*AIM OF THE TASK:* Copy every line of the entries below that contains the word "building".

*RECORD EXCERPTS:*
::::
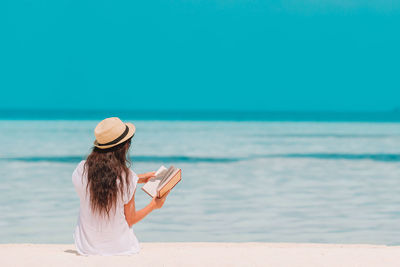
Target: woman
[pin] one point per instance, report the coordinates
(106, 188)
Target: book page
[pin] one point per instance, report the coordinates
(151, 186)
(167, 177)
::::
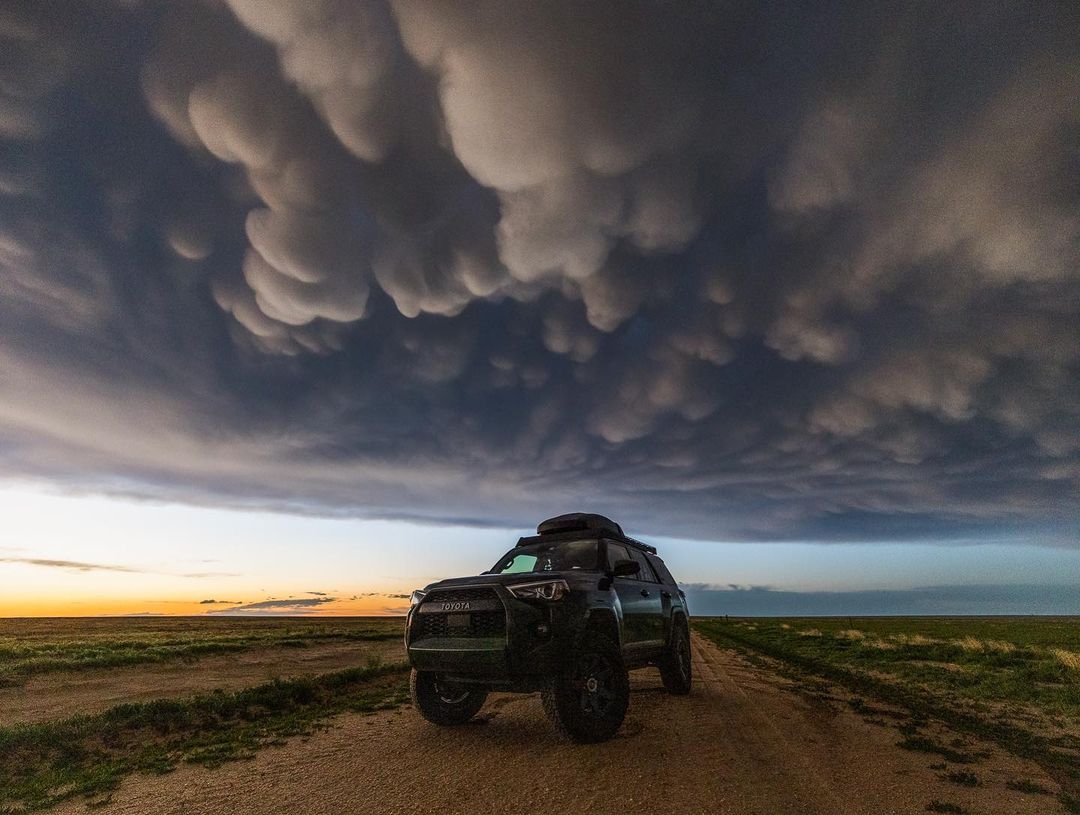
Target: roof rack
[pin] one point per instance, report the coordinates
::::
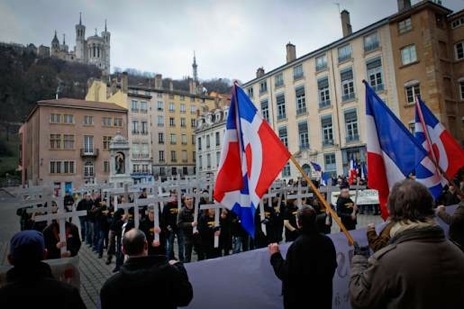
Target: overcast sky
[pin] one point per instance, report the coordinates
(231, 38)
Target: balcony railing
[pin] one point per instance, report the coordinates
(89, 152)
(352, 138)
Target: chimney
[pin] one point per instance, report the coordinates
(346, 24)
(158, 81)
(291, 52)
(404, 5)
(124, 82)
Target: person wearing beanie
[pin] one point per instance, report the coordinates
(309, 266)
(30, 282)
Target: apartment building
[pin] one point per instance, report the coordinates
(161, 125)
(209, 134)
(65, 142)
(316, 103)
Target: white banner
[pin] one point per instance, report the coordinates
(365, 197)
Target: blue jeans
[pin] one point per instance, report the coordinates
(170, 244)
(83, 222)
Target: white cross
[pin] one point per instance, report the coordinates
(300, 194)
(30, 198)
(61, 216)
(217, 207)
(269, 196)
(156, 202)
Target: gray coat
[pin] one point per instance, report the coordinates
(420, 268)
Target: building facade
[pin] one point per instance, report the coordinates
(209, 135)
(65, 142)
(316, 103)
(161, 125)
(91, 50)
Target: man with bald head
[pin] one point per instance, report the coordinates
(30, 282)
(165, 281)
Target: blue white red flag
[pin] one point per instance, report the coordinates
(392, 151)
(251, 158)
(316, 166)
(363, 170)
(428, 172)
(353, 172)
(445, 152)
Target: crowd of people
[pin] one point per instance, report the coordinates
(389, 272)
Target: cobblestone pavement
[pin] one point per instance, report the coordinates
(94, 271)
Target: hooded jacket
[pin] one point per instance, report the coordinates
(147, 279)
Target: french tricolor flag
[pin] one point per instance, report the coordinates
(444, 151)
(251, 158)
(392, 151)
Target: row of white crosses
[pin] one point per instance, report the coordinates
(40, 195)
::::
*EXPECTED ANSWER:*
Target: apartment building
Target: building facade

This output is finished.